**Record excerpts:**
.....

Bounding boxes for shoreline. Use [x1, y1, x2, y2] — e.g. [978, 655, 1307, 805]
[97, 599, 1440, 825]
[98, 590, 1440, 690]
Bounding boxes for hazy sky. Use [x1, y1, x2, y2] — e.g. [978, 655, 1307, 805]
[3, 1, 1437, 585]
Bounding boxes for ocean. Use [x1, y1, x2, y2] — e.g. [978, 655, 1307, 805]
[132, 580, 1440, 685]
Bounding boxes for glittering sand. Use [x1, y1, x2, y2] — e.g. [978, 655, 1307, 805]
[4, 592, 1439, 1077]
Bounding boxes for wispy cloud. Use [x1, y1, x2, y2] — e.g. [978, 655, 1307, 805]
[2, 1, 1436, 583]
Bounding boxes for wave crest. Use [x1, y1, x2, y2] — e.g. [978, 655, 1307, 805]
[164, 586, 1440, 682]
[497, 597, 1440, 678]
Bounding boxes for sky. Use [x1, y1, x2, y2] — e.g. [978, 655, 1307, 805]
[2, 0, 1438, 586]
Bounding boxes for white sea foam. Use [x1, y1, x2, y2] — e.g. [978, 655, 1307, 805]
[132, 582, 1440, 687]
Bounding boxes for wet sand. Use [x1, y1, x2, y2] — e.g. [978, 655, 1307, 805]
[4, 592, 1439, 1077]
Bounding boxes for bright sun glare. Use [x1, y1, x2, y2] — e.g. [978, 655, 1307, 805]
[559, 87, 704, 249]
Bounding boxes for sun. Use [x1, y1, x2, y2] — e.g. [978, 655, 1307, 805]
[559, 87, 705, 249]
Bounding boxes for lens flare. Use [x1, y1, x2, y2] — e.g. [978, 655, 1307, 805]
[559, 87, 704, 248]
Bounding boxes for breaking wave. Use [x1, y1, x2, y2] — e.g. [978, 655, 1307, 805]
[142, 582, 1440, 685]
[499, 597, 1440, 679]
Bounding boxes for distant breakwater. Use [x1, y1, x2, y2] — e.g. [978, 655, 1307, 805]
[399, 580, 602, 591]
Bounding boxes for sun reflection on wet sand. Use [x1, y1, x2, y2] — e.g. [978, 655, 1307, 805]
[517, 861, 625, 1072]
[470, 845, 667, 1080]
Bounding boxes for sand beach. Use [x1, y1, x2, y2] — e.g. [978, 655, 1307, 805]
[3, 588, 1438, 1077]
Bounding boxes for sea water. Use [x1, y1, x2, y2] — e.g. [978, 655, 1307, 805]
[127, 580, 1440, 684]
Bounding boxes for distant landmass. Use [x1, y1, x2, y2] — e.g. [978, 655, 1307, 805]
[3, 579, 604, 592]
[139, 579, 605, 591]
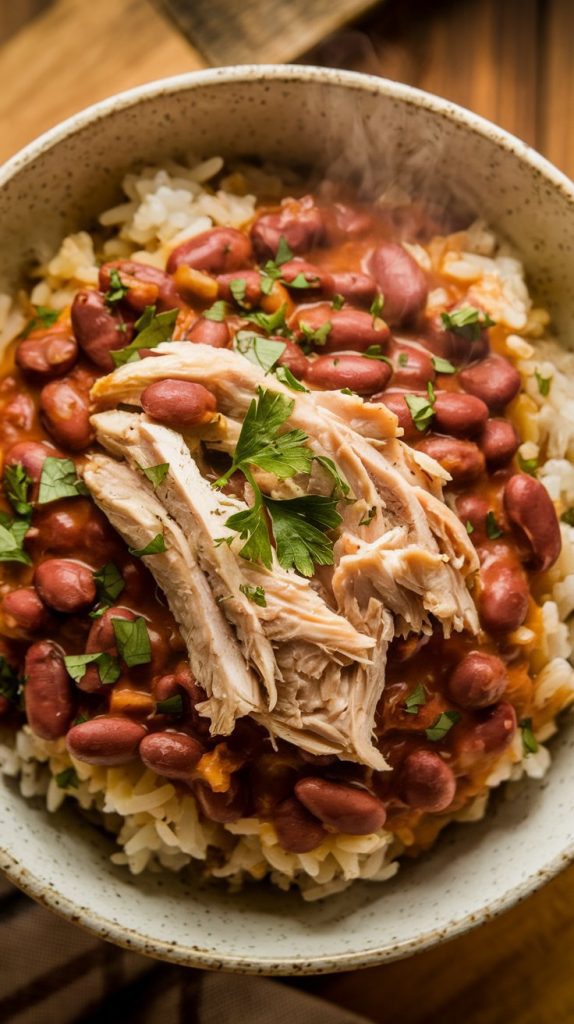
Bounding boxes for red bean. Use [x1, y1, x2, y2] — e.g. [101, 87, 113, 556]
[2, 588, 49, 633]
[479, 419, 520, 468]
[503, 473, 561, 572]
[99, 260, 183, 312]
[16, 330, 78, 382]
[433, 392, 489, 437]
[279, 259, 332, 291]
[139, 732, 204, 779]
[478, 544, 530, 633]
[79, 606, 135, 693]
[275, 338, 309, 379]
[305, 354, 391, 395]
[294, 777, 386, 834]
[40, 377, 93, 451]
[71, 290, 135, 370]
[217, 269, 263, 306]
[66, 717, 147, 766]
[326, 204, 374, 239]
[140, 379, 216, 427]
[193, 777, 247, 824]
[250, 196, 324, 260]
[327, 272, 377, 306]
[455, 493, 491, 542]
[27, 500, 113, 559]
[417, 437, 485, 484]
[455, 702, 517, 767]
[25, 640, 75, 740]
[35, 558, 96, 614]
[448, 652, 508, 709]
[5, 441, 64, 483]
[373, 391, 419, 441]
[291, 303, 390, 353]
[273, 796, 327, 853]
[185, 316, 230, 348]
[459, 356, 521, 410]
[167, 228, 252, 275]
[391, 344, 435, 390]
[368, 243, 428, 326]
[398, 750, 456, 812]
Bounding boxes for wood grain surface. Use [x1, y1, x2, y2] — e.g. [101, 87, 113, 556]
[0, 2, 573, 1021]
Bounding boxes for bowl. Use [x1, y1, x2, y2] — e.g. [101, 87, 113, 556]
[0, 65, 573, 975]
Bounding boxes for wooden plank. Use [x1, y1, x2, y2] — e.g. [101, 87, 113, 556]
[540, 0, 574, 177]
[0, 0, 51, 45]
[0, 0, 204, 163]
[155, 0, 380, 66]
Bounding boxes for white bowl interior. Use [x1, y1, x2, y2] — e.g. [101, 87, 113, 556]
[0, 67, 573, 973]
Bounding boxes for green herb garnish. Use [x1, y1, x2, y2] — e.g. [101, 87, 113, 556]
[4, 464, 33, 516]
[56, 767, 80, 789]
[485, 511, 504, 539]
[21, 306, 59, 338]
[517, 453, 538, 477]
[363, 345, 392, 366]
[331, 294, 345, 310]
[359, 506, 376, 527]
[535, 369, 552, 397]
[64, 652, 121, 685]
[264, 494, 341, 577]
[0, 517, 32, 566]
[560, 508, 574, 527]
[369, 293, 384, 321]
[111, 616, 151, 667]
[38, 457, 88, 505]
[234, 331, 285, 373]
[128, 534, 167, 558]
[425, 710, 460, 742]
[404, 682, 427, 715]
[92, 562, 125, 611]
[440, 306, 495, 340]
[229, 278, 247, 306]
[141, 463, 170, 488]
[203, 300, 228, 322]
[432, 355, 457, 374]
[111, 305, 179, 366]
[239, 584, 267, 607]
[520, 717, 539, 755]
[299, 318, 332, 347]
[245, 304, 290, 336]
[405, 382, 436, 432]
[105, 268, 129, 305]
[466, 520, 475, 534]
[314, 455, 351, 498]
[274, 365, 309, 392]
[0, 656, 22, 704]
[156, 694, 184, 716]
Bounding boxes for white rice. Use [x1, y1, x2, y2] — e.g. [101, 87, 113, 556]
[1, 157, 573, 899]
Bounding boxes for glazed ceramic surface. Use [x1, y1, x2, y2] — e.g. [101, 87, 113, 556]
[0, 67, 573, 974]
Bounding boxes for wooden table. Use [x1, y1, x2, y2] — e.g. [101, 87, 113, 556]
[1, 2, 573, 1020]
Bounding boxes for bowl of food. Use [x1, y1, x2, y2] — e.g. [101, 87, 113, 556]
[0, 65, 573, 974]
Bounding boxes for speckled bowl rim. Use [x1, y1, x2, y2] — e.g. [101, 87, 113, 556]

.....

**Work to complete:** What is wanted is an exact repeat of the lines from the one with "Bounding boxes for white rice." through the last line of the listing above, and no other text.

**Result for this task:**
Bounding boxes for white rice. Use [x1, y1, x2, y2] — e.g. [101, 87, 113, 556]
[1, 157, 573, 899]
Bounding boxes for glazed ceramic surface. Use [x1, y1, x2, y2] — e.g. [101, 87, 113, 556]
[0, 67, 573, 974]
Bounding boxes for wooden table. Use [x1, y1, x2, y2] — e.g. [101, 87, 113, 556]
[1, 2, 573, 1020]
Bounding boxes for bowl of food. Use [x1, y1, x2, y2] — e.g. [101, 87, 113, 556]
[0, 65, 573, 974]
Bounding boxes for speckled bowl rim. Use [x1, y1, x2, y2] — e.g. [101, 87, 113, 556]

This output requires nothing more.